» AIM OF THE TASK:
Can you quote all of the material below word for word, leaving the pictures out of your answer?

.....

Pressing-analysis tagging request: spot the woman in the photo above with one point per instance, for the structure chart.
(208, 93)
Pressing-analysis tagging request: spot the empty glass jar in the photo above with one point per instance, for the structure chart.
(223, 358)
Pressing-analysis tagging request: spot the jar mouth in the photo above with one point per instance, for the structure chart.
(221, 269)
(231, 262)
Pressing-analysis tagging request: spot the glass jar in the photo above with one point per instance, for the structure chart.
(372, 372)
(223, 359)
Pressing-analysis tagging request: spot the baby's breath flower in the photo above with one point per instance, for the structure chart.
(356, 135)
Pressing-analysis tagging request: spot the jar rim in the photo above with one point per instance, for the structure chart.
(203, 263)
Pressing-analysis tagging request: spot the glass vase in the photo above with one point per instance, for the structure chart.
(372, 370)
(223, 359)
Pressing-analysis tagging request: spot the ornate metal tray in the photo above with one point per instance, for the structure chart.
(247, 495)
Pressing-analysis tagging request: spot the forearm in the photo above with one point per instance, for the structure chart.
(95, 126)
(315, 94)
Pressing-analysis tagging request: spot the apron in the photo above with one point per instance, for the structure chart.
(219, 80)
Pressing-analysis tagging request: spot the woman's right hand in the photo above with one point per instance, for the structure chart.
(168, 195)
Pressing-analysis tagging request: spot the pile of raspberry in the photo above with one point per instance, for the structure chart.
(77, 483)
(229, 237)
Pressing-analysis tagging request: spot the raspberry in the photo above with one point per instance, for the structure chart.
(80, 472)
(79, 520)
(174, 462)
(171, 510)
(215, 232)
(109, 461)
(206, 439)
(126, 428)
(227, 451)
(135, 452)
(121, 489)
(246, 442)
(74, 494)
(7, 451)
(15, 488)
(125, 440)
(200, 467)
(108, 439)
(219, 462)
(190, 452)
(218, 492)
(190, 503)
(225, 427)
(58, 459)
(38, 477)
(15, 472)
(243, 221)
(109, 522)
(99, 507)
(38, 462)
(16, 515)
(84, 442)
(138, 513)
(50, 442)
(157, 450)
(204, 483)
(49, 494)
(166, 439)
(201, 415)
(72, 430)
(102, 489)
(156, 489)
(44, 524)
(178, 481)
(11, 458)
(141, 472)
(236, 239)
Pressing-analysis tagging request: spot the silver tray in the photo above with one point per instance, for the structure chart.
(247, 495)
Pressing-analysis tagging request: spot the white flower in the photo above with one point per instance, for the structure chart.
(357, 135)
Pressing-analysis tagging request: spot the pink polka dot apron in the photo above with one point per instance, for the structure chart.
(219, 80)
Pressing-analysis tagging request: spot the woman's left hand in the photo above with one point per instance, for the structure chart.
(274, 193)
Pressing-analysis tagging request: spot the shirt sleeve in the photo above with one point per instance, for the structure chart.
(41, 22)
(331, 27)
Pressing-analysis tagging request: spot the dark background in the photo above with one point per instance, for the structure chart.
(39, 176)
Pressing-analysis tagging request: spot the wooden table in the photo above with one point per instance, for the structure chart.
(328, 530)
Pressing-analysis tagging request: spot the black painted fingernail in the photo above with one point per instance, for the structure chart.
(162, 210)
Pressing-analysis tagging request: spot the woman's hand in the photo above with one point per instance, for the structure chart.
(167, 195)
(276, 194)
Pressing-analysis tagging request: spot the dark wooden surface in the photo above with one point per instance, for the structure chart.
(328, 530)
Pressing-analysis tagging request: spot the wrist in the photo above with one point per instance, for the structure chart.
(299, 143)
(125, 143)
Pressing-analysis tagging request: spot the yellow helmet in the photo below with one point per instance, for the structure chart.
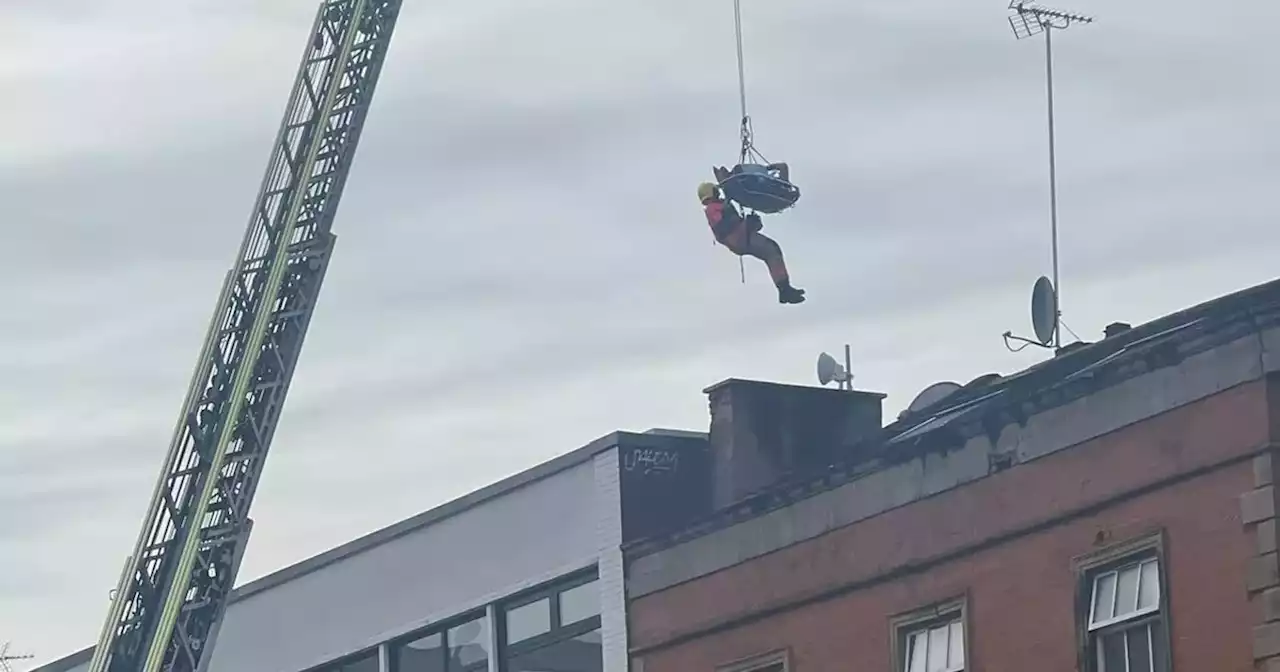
(705, 191)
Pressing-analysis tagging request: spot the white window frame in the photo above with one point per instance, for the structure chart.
(910, 626)
(1139, 553)
(1138, 611)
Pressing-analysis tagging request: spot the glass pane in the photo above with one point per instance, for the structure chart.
(529, 620)
(1127, 592)
(577, 654)
(1104, 597)
(580, 603)
(955, 658)
(917, 652)
(1138, 640)
(938, 649)
(1111, 653)
(425, 654)
(1148, 589)
(469, 644)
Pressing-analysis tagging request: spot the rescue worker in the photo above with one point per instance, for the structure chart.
(743, 237)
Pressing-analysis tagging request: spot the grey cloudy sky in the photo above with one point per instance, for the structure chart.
(522, 264)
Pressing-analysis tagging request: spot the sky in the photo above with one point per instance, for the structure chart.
(522, 264)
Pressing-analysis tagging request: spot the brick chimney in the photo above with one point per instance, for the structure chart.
(762, 432)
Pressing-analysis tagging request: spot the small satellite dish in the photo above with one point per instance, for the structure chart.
(828, 370)
(1045, 311)
(932, 394)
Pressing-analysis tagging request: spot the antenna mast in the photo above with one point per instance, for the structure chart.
(1028, 19)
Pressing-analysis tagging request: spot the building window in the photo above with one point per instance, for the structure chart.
(557, 629)
(1125, 617)
(931, 639)
(772, 662)
(462, 647)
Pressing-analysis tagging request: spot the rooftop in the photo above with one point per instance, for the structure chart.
(990, 402)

.....

» SOLVED EXERCISE:
Pressing-analysis tagging request: spot the woman in the photo above with one point per instance, for the structure chart.
(208, 93)
Pressing-analysis tagging request: spot the empty glass jar in the photo above with one point per instance, for the structure chart.
(223, 358)
Pressing-analysis tagging request: spot the jar mouth in the photo above with one point per instance, for the structure chart.
(221, 269)
(231, 262)
Pressing-analysis tagging request: spot the glass jar in the photo above with one point per instance, for the structure chart.
(372, 372)
(223, 359)
Pressing-analysis tagging request: spot the baby's breath flower in the photo above with one point per instance, for the structure chart.
(356, 135)
Pressing-analysis tagging request: spot the jar rim in the photo above with one point per instance, for the structure chart.
(203, 263)
Pressing-analysis tagging request: spot the glass vase in the photo above with one point per instance, for the structure chart.
(372, 370)
(223, 359)
Pressing-analysis tagging request: spot the ornate metal tray in the photo above with one point per instance, for the structure chart.
(247, 495)
Pressing-analysis tagging request: spot the forearm in the photo above with one point per instance, for the structure chart.
(95, 126)
(315, 94)
Pressing-analysis tagging request: spot the apron in the photo above with one point per instance, for the structure chart.
(219, 80)
Pressing-analysis tagging request: spot the woman's right hand in the photo above with one point per instance, for the structure chart.
(168, 195)
Pressing-analysis tagging request: spot the pile of raspberry in the photo above with one point per instance, for the structure chart.
(77, 483)
(229, 237)
Pressing-analysis tagging request: spot the raspberry in the photo above with one point per instance, for the structure chart.
(80, 472)
(79, 520)
(174, 462)
(171, 510)
(215, 232)
(109, 461)
(206, 439)
(126, 428)
(227, 451)
(135, 452)
(121, 489)
(246, 442)
(74, 494)
(7, 451)
(15, 488)
(125, 440)
(200, 467)
(108, 439)
(219, 462)
(190, 452)
(218, 492)
(190, 503)
(225, 427)
(58, 459)
(38, 477)
(15, 472)
(243, 221)
(109, 522)
(99, 507)
(38, 462)
(16, 515)
(84, 442)
(138, 513)
(50, 442)
(157, 450)
(204, 483)
(49, 494)
(166, 439)
(201, 415)
(72, 430)
(102, 489)
(156, 489)
(44, 524)
(178, 481)
(11, 458)
(141, 472)
(236, 239)
Pressing-analysis tagging request: spot the silver tray in the photo above with one point per instance, for the structure chart.
(247, 495)
Pressing-analysis tagging request: spot the white flower in the photo above with one point per instance, for the structure chart.
(357, 135)
Pressing-analysis tagging request: spot the pink polka dot apron in the photo above with one point per instance, for the structure chart.
(219, 80)
Pressing-analysis tagging request: spot the woman's left hand in the photo above with one point per instance, for the structure chart.
(274, 193)
Pressing-analysis tagging request: spot the shirt sleeve in the photo above with one point per instance, for the structure chart.
(41, 22)
(331, 27)
Pressing-analysis tagging request: spot the dark background in the photo above with one point per instance, for the structure chart.
(39, 176)
Pressing-analysis tagging request: spot the wooden table in the photo above with one point per instance, for the structure chart.
(328, 530)
Pressing-analysis tagging request: spot the black painted fingernail in the photo above with one point per instance, for the structure chart.
(162, 210)
Pressing-analysis tagging request: spot the woman's hand in the photo above with one point per instance, for the structure chart.
(167, 195)
(276, 194)
Pressing-analysis tagging request: spot the dark wooden surface in the photo above with one point per instance, for the structure chart.
(328, 530)
Pressing-analysis tagging request: spot the wrist in the photo above with one point per instance, for the structure chart.
(299, 143)
(125, 143)
Pressing-analysis tagging request: spot the yellow helmet in the photo below with one point per instance, for the structure chart.
(705, 191)
Pressing-analysis tagging request: spot the white window frame in the photo above with one point per instance, for the structure chart.
(910, 626)
(1139, 553)
(1138, 611)
Pressing-analysis tagging request: spot the glass pane in the photo above with one point per instance, for the structure chart.
(529, 620)
(1127, 592)
(577, 654)
(1104, 597)
(580, 603)
(955, 658)
(917, 652)
(1138, 640)
(938, 649)
(1111, 653)
(425, 654)
(1148, 589)
(469, 644)
Pressing-analysis tagging request: spot the rescue worker in the photo above with one point per instance, for the structure chart.
(743, 237)
Pressing-analysis tagging request: spot the grey cloudy sky in the photo above with one point per instance, for the structure chart.
(522, 264)
Pressing-analysis tagging request: spot the sky in the photo above with one point per instance, for the structure chart.
(522, 264)
Pressing-analysis tagging request: spot the brick chimney in the photo above with one point per instance, for the structure chart.
(762, 432)
Pressing-analysis tagging request: spot the small satellite dish in the photo above with one point per instance, for the structure chart.
(828, 370)
(1045, 311)
(932, 394)
Pressing-analysis tagging request: spot the antenna mast in the photo above with one point per instance, for the structure chart.
(1028, 19)
Pressing-analysis tagging request: spot the building window in the photo above with one point per instance, for the structure chart.
(557, 629)
(1125, 617)
(931, 639)
(772, 662)
(462, 647)
Pressing-analysis tagging request: spot the rooftop in the photo above with one point per instance, for the structure chart.
(990, 402)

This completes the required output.